The entries are to be repeated verbatim, with nothing left out.

>>>

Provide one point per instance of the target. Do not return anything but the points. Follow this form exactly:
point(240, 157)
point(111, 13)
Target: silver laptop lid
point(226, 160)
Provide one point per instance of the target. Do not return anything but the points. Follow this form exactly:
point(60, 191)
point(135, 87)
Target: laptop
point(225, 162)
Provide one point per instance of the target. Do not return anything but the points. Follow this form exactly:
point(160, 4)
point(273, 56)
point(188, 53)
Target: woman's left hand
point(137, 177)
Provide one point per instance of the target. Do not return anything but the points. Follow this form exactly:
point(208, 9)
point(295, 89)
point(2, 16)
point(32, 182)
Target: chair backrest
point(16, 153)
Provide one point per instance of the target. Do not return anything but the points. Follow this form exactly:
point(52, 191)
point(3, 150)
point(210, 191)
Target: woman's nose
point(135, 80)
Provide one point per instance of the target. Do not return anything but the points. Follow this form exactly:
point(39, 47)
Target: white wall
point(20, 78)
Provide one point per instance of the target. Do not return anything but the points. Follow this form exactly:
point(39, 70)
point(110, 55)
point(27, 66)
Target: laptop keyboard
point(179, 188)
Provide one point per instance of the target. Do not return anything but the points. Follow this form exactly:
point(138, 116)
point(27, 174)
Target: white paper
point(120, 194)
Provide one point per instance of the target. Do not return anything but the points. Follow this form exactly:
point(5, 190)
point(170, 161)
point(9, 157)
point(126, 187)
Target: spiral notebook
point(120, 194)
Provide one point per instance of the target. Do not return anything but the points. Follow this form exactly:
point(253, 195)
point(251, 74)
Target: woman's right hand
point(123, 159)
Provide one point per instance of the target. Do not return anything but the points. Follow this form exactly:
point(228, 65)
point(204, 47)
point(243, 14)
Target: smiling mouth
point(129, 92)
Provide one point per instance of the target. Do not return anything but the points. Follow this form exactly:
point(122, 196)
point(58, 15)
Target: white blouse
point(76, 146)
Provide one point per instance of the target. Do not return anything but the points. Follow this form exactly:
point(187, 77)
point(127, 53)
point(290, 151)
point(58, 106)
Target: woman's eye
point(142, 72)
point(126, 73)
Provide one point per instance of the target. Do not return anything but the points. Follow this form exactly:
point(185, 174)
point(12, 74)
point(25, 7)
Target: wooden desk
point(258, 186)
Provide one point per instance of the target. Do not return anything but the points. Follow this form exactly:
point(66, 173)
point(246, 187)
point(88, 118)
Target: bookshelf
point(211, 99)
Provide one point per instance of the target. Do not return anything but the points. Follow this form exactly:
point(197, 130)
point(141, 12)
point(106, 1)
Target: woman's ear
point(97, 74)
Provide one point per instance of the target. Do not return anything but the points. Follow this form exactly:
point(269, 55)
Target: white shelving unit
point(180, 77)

<<<

Answer box »
Provide one point per instance of the target. Do not return anything but the points. Follow this form exactly:
point(240, 157)
point(111, 13)
Target: silver laptop lid
point(226, 160)
Provide one point per instance of the target. Do not return anything but the points. Follow this form exactly:
point(60, 191)
point(135, 87)
Target: laptop
point(225, 162)
Provide one point per instance of the target. Do not return anything but the points. Follow this form exactly:
point(160, 4)
point(273, 56)
point(188, 53)
Target: woman's left hand
point(137, 177)
Provide one point per instance of the target. Do not return anything but the points. Follow this form exactly:
point(208, 9)
point(295, 89)
point(2, 16)
point(32, 182)
Target: chair backrest
point(16, 153)
Provide one point per instance of the target. Do not return anything but the points. Follow this form exactly:
point(52, 191)
point(3, 150)
point(210, 191)
Target: woman's nose
point(135, 80)
Provide one point per instance of the target. Do not return anything but the points. Follow this form exactly:
point(39, 47)
Target: white wall
point(20, 78)
Provide one point per instance of the target. Do not return anything but the points. Follow this form exactly:
point(39, 70)
point(110, 55)
point(27, 66)
Target: laptop keyboard
point(179, 188)
Provide one point per instance of the target. Do not return anything but the points. Follow this form exactly:
point(138, 116)
point(27, 174)
Target: white paper
point(120, 194)
Provide one point per instance of the target. Do not return anything but the points. Follow this form exactly:
point(5, 190)
point(170, 161)
point(9, 157)
point(126, 187)
Target: spiral notebook
point(120, 194)
Provide one point per instance of the target. Do not return anything but the points. Follow this form exactly:
point(253, 195)
point(251, 74)
Target: woman's right hand
point(123, 159)
Provide one point per instance of the target. Do not return anything but the points. Follow this form exactly:
point(228, 65)
point(204, 47)
point(243, 14)
Target: smiling mouth
point(129, 92)
Provide one point per instance of the target. Do not return anything but the points. Follow this form exactly:
point(122, 196)
point(58, 15)
Target: white blouse
point(76, 146)
Provide one point per instance of the target. Do not return anything but the points. Follow this form exactly:
point(187, 77)
point(127, 53)
point(290, 151)
point(58, 106)
Target: woman's eye
point(142, 72)
point(126, 73)
Provide one point per instance of the target. Do not return anything but the points. Follow this form exactly:
point(185, 174)
point(12, 74)
point(25, 7)
Target: wooden desk
point(258, 186)
Provide one point per instance of the target. Do not return anything but the points. Follow this form exactly:
point(66, 173)
point(246, 187)
point(88, 118)
Target: bookshelf
point(211, 99)
Provide one point per instance of the target. Do not return anything but the points. Follow this form exactly:
point(197, 130)
point(141, 12)
point(106, 1)
Target: woman's ear
point(97, 74)
Provide one point per instance of the target. Do not return anything but the points. Follow this form exactly:
point(269, 55)
Target: white shelving unit
point(180, 77)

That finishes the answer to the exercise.